Raad van State: digitaliserende overheid denkt meer aan zichzelf dan aan de burger

Het merendeel van de overheid is flink aan het digitaliseren. Doordat kostenbeheersing en het gemak van het functioneren van de overheid hierbij vaak voorop staan, ondervinden burgers steeds vaker nadelen van deze digitalisering. Dit zorgt ervoor dat de rechtsbescherming van de burger in het geding is, aldus de Raad van State in een ongevraagd advies.

Door Rose-Marie Mühren

Burgers worden steeds vaker geconfronteerd met op basis van algoritmen genomen besluiten, zo waarschuwt de Raad van State. Veel algoritmen werken door statistische verbanden te zoeken en deze zijn bedoeld voor overzichtelijke situaties; verdere omstandigheden worden genegeerd. Zo ontstaat er een zwart-wittegenstelling, terwijl de werkelijkheid uit vele tinten grijs bestaat, aldus de Raad.

Als voorbeeld noemt de Raad de trajectcontroles in 2013 waarbij campers werden aangezien voor vrachtwagens. Omdat vrachtauto’s minder hard mogen rijden, leidde dit tot boetes voor te hard rijden. Voor de onterechte boetes moesten burgers beroep instellen, omdat het ministerie van Veiligheid en Justitie geen mogelijkheid zag om eigenhandig de boetes te corrigeren.

Grootschalige informatie-uitwisseling

Overheidsorganisaties wisselen op steeds grotere schaal informatie uit. Als een gegeven verkeerd in de keten wordt doorgegeven, is dit bijna onuitroeibaar, aldus de Raad. Hier voegt de Raad aan toe dat de systemen niet gebouwd zijn op het corrigeren van individuele gevallen. Dit zorgt voor onevenredige benadeling van individuele burgers.

Motivering en maatwerk

De Raad roept de overheid in het ongevraagd advies onder andere op om besluiten beter de motiveren aan de burger. De burger kan zelf de juistheid van besluiten controleren wanneer de overheid in begrijpelijke taal uitlegt welke regels gebruikt zijn in het algoritme, en welke gegevens zijn overgenomen van andere bestuursorganen. Ook maatwerk blijft bij geautomatiseerde besluitvorming belangrijk. Een menselijke blik blijft nodig om te beoordelen of van de regels moet worden afgeweken, aldus de Raad.

▶ **Verken het materiaal**:
A - Typ het deel van de paginatekst over van "Overheidsorganisaties wisselen op" tot en met "afgeweken, aldus de Raad.".
B - Vertaal de zin "Overheidsorganisaties wisselen op steeds grotere schaal informatie uit." uit de paginatekst naar het Engels.

▶ **Aangeleverde gegevens**:
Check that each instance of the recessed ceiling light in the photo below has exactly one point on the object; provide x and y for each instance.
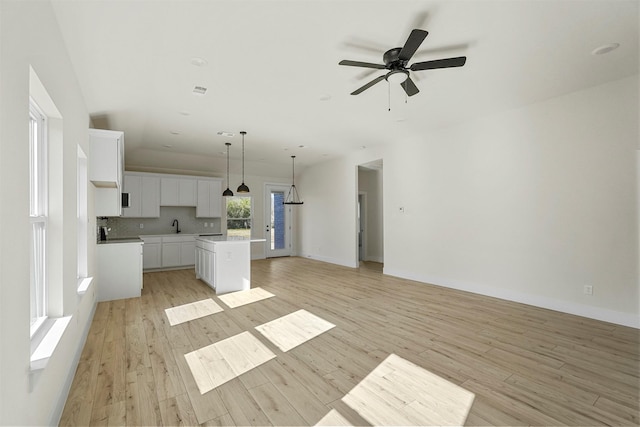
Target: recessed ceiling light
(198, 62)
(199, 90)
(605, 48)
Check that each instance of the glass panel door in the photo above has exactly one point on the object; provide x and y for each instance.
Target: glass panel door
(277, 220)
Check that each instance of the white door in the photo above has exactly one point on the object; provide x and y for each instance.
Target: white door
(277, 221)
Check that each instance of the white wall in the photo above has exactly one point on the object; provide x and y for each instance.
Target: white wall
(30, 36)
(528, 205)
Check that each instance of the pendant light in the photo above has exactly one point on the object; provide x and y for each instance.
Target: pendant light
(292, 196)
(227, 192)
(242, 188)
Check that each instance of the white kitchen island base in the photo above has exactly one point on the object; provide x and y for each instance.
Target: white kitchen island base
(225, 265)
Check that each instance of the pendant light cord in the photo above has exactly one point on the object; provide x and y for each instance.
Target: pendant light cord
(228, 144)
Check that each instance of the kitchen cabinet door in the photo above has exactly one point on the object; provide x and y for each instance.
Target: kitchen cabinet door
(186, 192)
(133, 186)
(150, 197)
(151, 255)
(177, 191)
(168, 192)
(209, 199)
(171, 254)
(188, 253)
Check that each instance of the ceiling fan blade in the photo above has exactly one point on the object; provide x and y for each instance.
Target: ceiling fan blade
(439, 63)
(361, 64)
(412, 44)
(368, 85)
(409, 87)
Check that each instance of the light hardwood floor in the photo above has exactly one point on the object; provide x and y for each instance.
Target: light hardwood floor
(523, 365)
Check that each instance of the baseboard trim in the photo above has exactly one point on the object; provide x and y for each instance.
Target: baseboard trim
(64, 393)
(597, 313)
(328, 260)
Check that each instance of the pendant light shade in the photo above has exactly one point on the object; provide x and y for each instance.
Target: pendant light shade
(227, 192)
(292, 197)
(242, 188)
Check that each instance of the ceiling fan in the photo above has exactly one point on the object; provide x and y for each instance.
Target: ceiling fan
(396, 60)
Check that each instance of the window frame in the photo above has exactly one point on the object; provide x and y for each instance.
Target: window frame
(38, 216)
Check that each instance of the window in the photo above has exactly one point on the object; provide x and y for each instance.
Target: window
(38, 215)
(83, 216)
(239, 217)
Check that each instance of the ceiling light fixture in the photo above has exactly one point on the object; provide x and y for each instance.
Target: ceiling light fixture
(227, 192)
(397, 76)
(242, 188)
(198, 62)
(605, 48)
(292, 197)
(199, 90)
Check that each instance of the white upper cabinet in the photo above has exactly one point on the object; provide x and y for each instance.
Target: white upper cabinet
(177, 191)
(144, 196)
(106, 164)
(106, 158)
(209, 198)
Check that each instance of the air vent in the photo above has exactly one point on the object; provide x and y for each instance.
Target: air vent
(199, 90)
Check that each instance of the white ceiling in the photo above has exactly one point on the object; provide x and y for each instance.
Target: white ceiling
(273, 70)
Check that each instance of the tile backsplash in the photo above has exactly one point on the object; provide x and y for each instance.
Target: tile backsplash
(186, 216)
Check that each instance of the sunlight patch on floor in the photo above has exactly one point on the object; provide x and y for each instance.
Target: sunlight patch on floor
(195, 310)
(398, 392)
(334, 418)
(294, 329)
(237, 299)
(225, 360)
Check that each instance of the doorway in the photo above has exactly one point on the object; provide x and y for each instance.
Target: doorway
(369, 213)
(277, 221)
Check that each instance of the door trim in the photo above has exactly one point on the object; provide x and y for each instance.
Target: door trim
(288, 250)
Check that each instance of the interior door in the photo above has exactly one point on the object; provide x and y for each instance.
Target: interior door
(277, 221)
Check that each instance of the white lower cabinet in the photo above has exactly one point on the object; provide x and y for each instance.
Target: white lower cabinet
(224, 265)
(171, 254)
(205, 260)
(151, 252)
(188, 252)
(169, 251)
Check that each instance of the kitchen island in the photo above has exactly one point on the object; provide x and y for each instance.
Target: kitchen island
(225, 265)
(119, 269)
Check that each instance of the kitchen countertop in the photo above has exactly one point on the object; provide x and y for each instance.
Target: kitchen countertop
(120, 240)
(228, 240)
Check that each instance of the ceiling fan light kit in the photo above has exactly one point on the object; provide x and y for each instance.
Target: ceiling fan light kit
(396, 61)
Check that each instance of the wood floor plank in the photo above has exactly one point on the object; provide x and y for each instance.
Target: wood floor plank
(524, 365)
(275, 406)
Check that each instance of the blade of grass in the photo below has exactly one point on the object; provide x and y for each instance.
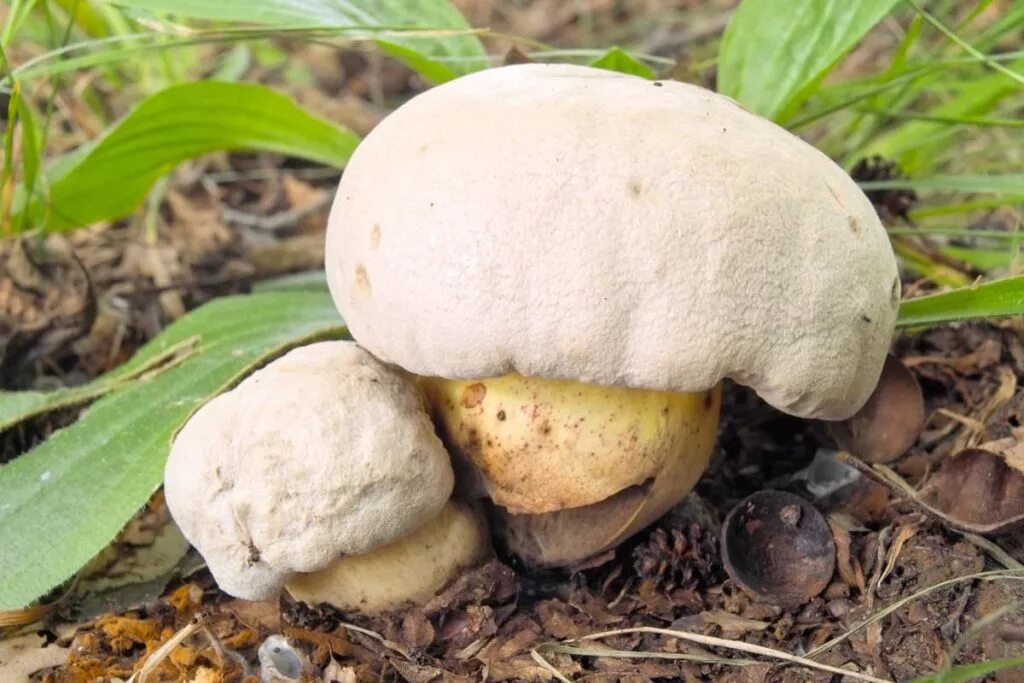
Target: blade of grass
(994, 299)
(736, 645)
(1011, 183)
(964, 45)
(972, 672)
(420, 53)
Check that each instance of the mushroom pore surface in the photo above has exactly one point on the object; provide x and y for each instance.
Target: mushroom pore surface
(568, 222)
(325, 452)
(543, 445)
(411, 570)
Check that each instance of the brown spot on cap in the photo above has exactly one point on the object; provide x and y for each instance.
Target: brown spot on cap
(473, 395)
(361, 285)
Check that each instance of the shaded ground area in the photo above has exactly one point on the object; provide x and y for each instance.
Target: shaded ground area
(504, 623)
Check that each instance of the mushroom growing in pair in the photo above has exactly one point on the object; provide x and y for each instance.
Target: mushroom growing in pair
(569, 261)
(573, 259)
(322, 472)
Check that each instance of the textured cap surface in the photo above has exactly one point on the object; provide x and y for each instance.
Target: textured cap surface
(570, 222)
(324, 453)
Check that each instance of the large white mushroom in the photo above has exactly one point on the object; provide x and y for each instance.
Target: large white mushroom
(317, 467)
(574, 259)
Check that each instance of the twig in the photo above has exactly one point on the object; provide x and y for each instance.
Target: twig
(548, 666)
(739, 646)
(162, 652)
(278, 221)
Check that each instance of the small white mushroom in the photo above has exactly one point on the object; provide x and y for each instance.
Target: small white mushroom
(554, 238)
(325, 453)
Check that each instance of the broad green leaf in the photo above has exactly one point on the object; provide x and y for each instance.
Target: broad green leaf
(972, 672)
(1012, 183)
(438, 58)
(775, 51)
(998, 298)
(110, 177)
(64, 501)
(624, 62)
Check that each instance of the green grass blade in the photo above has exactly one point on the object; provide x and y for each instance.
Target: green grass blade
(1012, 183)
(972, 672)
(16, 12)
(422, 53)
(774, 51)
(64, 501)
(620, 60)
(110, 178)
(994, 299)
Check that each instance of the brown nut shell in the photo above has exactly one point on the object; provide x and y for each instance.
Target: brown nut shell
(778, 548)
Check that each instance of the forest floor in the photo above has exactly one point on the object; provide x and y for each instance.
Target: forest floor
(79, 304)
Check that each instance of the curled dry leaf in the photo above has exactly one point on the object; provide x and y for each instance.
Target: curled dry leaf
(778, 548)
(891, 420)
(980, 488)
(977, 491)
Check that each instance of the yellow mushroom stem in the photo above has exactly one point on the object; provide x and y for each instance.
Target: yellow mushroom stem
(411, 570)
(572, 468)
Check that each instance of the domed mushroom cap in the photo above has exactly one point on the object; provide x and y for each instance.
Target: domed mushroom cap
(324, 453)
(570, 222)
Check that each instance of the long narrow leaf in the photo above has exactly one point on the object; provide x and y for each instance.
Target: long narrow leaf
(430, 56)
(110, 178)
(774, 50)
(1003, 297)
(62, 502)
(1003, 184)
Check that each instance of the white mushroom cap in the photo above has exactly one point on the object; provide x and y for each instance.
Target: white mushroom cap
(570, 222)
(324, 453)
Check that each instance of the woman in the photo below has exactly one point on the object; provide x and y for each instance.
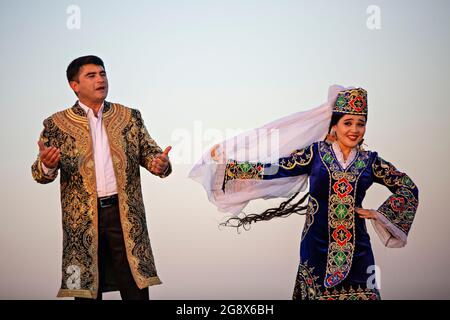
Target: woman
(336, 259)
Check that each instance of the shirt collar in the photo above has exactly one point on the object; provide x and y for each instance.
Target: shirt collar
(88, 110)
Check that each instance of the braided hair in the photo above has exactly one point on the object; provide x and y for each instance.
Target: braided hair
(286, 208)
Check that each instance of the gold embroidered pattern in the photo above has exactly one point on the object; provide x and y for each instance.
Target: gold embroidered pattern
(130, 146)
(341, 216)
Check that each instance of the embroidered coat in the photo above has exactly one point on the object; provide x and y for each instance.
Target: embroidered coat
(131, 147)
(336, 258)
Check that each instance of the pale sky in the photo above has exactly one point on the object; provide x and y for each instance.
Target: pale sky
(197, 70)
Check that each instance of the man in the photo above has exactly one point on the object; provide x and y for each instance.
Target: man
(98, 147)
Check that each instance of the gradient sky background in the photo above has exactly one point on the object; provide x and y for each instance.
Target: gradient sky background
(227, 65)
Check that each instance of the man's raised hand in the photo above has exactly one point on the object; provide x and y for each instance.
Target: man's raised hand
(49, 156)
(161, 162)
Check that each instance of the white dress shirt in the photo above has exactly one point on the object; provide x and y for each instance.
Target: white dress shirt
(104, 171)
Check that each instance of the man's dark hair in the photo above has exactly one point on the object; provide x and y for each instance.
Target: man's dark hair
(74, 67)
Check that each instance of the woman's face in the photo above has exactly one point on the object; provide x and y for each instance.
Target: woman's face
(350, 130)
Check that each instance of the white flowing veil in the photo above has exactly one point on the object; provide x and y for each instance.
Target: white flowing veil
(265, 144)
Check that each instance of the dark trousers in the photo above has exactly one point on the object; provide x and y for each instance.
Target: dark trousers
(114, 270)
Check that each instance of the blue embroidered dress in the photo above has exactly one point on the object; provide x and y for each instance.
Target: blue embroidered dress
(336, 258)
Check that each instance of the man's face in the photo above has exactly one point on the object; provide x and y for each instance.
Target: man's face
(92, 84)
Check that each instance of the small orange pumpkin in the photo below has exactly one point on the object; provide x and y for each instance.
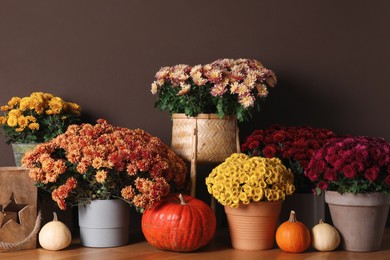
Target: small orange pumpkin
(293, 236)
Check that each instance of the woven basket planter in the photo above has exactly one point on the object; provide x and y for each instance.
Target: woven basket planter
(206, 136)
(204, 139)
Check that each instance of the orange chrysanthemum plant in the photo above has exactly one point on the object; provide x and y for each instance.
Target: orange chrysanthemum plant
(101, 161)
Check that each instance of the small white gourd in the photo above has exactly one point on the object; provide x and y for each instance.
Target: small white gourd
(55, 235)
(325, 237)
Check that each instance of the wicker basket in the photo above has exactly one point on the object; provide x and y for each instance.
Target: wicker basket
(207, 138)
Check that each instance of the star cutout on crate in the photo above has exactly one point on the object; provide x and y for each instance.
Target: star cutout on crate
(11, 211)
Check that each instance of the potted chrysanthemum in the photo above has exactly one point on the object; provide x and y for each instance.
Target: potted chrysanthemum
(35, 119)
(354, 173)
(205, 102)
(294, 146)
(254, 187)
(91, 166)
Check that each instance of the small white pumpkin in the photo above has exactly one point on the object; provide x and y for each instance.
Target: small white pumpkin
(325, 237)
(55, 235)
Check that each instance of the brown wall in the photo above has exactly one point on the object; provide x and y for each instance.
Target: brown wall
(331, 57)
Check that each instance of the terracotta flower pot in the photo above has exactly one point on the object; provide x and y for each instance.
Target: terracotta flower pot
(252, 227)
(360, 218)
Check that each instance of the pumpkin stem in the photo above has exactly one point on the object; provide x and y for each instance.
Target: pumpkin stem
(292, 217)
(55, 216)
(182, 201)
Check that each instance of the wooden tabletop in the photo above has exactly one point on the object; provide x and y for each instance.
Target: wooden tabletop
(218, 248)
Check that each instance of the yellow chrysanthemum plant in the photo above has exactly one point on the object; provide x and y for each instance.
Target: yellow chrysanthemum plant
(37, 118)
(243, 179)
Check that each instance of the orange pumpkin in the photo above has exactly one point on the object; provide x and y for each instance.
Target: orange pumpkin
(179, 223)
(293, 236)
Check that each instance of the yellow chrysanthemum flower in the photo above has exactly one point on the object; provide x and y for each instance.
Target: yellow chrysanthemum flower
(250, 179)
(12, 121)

▶ **Oefenresultaten**:
A -
Overheidsorganisaties wisselen op steeds grotere schaal informatie uit. Als een gegeven verkeerd in de keten wordt doorgegeven, is dit bijna onuitroeibaar, aldus de Raad. Hier voegt de Raad aan toe dat de systemen niet gebouwd zijn op het corrigeren van individuele gevallen. Dit zorgt voor onevenredige benadeling van individuele burgers.

Motivering en maatwerk

De Raad roept de overheid in het ongevraagd advies onder andere op om besluiten beter de motiveren aan de burger. De burger kan zelf de juistheid van besluiten controleren wanneer de overheid in begrijpelijke taal uitlegt welke regels gebruikt zijn in het algoritme, en welke gegevens zijn overgenomen van andere bestuursorganen. Ook maatwerk blijft bij geautomatiseerde besluitvorming belangrijk. Een menselijke blik blijft nodig om te beoordelen of van de regels moet worden afgeweken, aldus de Raad.

B - Government organizations are exchanging information on an ever larger scale.